## [Objective]
Transcribe, word for word, the line containing "# test: locate() drops one marker on the sunlit" and each line following it through the end of the listing below. Omit all other lines.

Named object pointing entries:
——————————
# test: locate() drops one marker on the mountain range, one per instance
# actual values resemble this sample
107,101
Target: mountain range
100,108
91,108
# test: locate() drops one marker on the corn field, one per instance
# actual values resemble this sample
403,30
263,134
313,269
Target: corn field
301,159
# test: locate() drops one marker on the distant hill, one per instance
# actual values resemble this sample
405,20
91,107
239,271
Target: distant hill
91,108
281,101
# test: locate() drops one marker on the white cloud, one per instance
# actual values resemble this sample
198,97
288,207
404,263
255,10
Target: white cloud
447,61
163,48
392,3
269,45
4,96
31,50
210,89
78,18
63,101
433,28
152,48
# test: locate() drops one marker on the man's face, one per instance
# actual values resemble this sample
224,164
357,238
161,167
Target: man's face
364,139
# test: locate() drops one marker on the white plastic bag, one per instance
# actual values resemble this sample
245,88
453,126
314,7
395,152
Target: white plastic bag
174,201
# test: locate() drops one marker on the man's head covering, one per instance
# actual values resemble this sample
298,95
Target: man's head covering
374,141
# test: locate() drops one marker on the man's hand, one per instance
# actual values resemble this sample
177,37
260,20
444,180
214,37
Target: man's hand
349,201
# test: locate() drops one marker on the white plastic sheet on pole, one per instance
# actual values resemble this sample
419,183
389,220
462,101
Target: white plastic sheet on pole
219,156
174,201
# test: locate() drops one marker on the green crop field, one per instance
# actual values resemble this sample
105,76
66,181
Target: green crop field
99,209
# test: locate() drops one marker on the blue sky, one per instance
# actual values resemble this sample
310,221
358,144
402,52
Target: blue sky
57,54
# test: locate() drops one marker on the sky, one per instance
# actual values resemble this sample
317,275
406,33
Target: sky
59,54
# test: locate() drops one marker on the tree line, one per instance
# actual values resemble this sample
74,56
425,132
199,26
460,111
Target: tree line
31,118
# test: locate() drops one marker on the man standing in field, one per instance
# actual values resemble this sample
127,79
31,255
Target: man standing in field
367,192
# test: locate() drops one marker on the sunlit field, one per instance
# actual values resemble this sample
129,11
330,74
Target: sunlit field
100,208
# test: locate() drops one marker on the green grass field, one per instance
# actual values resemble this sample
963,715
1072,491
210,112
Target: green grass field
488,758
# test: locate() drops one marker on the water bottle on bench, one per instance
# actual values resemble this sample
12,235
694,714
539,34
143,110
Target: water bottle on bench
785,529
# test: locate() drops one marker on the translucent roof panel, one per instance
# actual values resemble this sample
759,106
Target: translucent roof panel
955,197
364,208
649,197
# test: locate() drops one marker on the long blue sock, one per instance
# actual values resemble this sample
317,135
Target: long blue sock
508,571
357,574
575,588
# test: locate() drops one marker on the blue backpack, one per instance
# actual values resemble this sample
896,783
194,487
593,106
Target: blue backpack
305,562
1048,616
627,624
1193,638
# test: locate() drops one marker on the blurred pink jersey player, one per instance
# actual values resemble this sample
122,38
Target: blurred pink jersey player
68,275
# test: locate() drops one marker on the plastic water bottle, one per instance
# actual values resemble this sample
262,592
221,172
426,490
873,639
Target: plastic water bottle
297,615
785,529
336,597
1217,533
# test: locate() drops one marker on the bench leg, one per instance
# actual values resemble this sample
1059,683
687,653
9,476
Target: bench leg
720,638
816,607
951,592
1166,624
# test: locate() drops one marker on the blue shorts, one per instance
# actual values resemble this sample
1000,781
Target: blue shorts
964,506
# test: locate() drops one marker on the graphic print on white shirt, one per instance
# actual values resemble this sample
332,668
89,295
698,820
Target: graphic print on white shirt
——————————
## [Task response]
# test: locate() drops one marker on the sunlit field, one per instance
# actual values resemble this sample
129,11
330,74
Target: sunlit field
100,208
# test: locate() drops one marker on the green grass field, one per instance
# actual values resemble this sample
963,715
1072,491
210,112
Target: green grass field
488,758
# test: locate() drops one marker on the water bottle on bench, one per instance
# actual values resemble this sample
12,235
694,714
539,34
143,110
Target: water bottle on bench
785,529
# test: locate() drops one marker on the translucent roof panel, one per instance
# actual values resemble this sample
759,106
Target: translucent roof panel
955,197
364,208
649,197
# test: locate() drops one marker on the long blue sock, one per instance
# actual values resemble this sample
317,135
Target: long blue sock
508,571
357,574
575,588
# test: locate() drops one marker on the blue backpack, one per instance
# actual values resemble this sample
896,783
194,487
593,106
Target: blue backpack
305,562
1048,616
627,624
1193,638
# test: locate() drops one marker on the blurred pink jersey player, one per instance
# actual values resemble this sample
122,38
Target: blurred pink jersey player
68,275
# test: locate() drops one marker on the plastic water bottle, one per instance
# actual values resemble this sample
262,592
221,172
426,490
873,639
Target: plastic water bottle
297,615
785,529
336,597
1217,533
# test: locate() drops one marker on the bench leg, one per instance
# actual values resemble this sample
1059,683
687,653
9,476
Target: bench leg
720,638
816,607
951,592
1166,624
# test: locate() drops one marker on the blue shorts, one per instance
# actual values resemble this sample
1000,781
Target: blue shorts
964,506
# test: locate() drops one marker on the graphic print on white shirt, one per instance
# actual values resemble this sample
332,668
89,295
698,820
Target: graphic print on white shirt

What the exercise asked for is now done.